Location labeling records
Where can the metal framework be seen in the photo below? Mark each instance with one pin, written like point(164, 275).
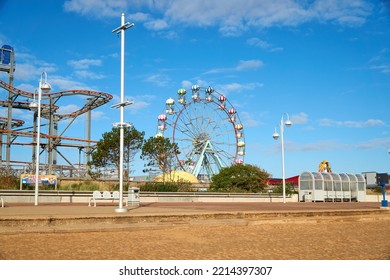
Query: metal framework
point(54, 139)
point(207, 129)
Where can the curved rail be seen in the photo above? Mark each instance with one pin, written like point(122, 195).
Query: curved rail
point(97, 99)
point(15, 122)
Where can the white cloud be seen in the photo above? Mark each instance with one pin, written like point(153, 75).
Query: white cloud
point(156, 25)
point(84, 63)
point(231, 17)
point(158, 79)
point(89, 75)
point(300, 118)
point(355, 124)
point(237, 87)
point(262, 44)
point(96, 8)
point(242, 65)
point(248, 120)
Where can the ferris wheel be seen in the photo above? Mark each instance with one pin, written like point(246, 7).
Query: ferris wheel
point(207, 129)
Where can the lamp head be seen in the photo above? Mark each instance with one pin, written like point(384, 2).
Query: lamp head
point(33, 105)
point(288, 123)
point(45, 87)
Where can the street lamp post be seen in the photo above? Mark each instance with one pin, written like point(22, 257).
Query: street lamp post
point(45, 87)
point(121, 29)
point(283, 123)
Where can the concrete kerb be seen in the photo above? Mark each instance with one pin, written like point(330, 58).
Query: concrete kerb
point(82, 218)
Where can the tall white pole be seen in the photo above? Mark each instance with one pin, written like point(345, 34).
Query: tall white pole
point(38, 143)
point(283, 176)
point(122, 113)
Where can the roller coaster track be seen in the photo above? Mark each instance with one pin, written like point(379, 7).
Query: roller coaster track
point(95, 100)
point(49, 111)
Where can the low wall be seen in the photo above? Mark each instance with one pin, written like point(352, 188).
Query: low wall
point(84, 197)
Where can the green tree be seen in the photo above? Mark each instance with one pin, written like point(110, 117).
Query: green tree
point(240, 178)
point(160, 154)
point(107, 151)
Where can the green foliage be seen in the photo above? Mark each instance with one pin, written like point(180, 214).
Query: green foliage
point(160, 154)
point(240, 178)
point(107, 152)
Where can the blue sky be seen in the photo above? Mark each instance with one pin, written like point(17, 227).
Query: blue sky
point(326, 63)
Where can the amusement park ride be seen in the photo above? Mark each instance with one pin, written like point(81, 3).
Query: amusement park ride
point(207, 129)
point(54, 139)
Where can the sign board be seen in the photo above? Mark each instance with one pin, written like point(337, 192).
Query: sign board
point(29, 179)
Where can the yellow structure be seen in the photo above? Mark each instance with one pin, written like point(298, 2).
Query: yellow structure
point(324, 167)
point(177, 176)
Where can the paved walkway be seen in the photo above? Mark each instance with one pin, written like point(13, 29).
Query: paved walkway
point(54, 217)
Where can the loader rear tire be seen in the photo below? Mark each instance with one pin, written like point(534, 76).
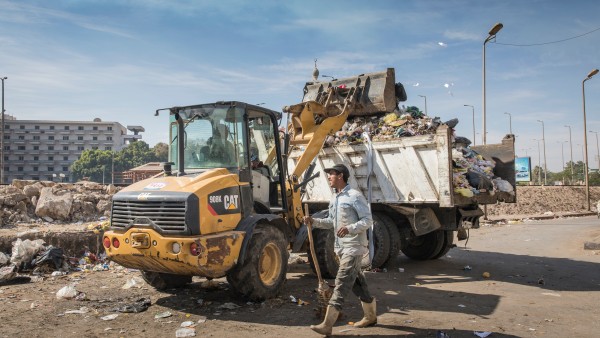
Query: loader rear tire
point(424, 247)
point(262, 272)
point(163, 281)
point(328, 260)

STATED TASK
Reproduce every line of the material above word for word, leaving out the pictures.

ANSWER TO THIS PROBLEM
Where can the metal framework be seen in the photo below? Mark each instance with one pin, written like point(164, 275).
Query: metal framework
point(54, 139)
point(207, 129)
Where can the curved rail be seen in the photo above? Mark each instance with one pin, written like point(122, 195).
Query: curved rail
point(97, 99)
point(15, 122)
Where can the white cloud be seen in the photo above? Mark each instance with one pin, written like point(153, 75).
Query: white cloud
point(156, 25)
point(84, 63)
point(231, 17)
point(158, 79)
point(89, 75)
point(300, 118)
point(355, 124)
point(237, 87)
point(262, 44)
point(96, 8)
point(242, 65)
point(248, 120)
Where can the ferris wheel be seen in the photo above? Mark each instance with one pin, written like point(246, 7).
Query: ferris wheel
point(207, 129)
Where can the lamp head be seen in the photo above? Mark each instance with one pin, written like point(384, 2).
Query: lamp head
point(33, 105)
point(288, 123)
point(45, 87)
Where can the street lamp post be seen in the photo above? Mark each instance with one pin, written like point(22, 257).
Query: street lamp post
point(45, 87)
point(121, 29)
point(283, 123)
Where can the concrete kerb be seen in the photo above? Mark each instance with one pin, written like point(330, 58).
Query: concrete kerb
point(82, 218)
Where can the tall white pole be seen in the photo above? Mark each instance with one pin, written like point(345, 34).
Query: tall white pole
point(38, 143)
point(283, 176)
point(122, 113)
Where can the roller coaster track be seen in the photo above? Mark each instance with one pin, written like point(379, 7).
Query: roller coaster track
point(95, 100)
point(49, 111)
Where can the low wall be seen in the photo above? Mark each instance with one pin, written like point(352, 188).
Query: low wall
point(84, 197)
Where can the green tree be seen in the photo above? Mark each instance with one pin, written like point(110, 117).
Query: green tree
point(240, 178)
point(160, 154)
point(107, 151)
Where can the green foliage be seen in the photo above? Mark each instance with one pin, written like point(180, 214).
Query: green foliage
point(160, 154)
point(240, 178)
point(107, 152)
Where can the blue sky be seen in the photo above? Mark each instance with one pin, written like point(17, 227).
Query: blue sky
point(326, 63)
Where can the amusement park ride be seen in the photo above? Mark each instance with one pin, written like point(81, 3).
Query: amusement park ride
point(207, 129)
point(54, 139)
Where can the sign board be seen in the photo above? Mark each instance with one pin, written like point(337, 192).
Query: sign board
point(29, 179)
Where can the yellow structure be seen in the photo above? Mark each instance with one pin, written like point(298, 2).
Query: yellow structure
point(324, 167)
point(177, 176)
Where can the paved walkway be seen in the photo above? Mark each instance with one pin, written like point(13, 29).
Query: paved walkway
point(54, 217)
Where can the loader rear tire be seen in the photo below? Mark each instance with one pin, written like point(534, 76).
Query: loader rear tire
point(424, 247)
point(262, 272)
point(163, 281)
point(328, 260)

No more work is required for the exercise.